### Extrait du texte
Comme Braque et Derain allaient en pèlerinage sur les sites de l’Estaque et la colline sacrée, lieux hantés par Cézanne, Picasso marche aussi dans ses pas en achetant le château de Vauvenargues au pied de la montagne Sainte-Victoire. Durant cette période, il produit peu et réalise dans une veine jubilatoire, avec de la peinture Ripolin, la série au buffet noir avec chien, des portraits de femmes et d’enfants et quelques tableaux aux référents espagnols : sujets tauromachiques, natures mortes à la mandoline dans des coloris de jaune et de rouge.
Il peint cependant en deux jours des toiles majeures sur un thème cézannien qui ne lui est pas familier : le paysage. Au total trois versions du village de Vauvenargues, mais toutes trois tournent le dos à la Sainte-Victoire. La montagne y est absente. Seul un édicule au bas de chaque toile fait référence au maître d’Aix. Il n’essaie donc pas de s’approprier ce que Cézanne sut si bien magnifier. Cézanne peignait le flanc sud de sa montagne. Picasso reste du côté ombragé comme on se protège à l’ombre d’un chêne ?

### Matériel fourni
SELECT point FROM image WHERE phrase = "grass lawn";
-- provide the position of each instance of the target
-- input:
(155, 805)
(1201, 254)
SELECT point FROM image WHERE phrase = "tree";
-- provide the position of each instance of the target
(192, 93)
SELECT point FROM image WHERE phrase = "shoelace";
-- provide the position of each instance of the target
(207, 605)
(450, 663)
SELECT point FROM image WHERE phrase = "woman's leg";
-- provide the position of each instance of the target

### Tâche demandée 1
Convertissez l'ensemble des lignes des enregistrements en un tableau Markdown à deux colonnes, « Numéro » et « Ligne », sans reprendre les lignes vides.
### Tâche demandée 2
Poursuivez, s'il vous plaît, le texte sur Picasso à Vauvenargues à la suite de sa dernière phrase.
Le texte et les enregistrements forment deux ensembles distincts.

### Résultat de l'exercice 1
| Numéro | Ligne |
|---|---|
| 1 | SELECT point FROM image WHERE phrase = "grass lawn"; |
| 2 | -- provide the position of each instance of the target |
| 3 | -- input: |
| 4 | (155, 805) |
| 5 | (1201, 254) |
| 6 | SELECT point FROM image WHERE phrase = "tree"; |
| 7 | -- provide the position of each instance of the target |
| 8 | (192, 93) |
| 9 | SELECT point FROM image WHERE phrase = "shoelace"; |
| 10 | -- provide the position of each instance of the target |
| 11 | (207, 605) |
| 12 | (450, 663) |
| 13 | SELECT point FROM image WHERE phrase = "woman's leg"; |
| 14 | -- provide the position of each instance of the target |

### Résultat de l'exercice 2
Ainsi Picasso partagea l’inspiration de Cézanne, en la réinventant avec le génie que le siècle lui reconnaît. La conversation se termine sur les terres d’Aix, où ils reposent tous deux près de la montagne Sainte-Victoire. Aix, trait d’union entre ces monstres sacrés raconte par le biais de cette exposition une histoire de peinture et rend hommage aux deux maîtres de l’art.

Suivez le guide…

Au musée Granet, les trompettes de la renommée retentissent dans une atmosphère intimiste, privée. Ainsi l’a voulu son directeur et commissaire d’exposition, Bruno Ely : un Picasso dans l’observation et la méditation de la peinture. Il s’inspire probablement du film réalisé par sa femme Jacqueline (projeté au château de Vauvenargues) où on le voit assis dans le fauteuil de l’atelier dans la lumière du soleil couchant, fixant sa peinture comme un miroir qu’il interroge.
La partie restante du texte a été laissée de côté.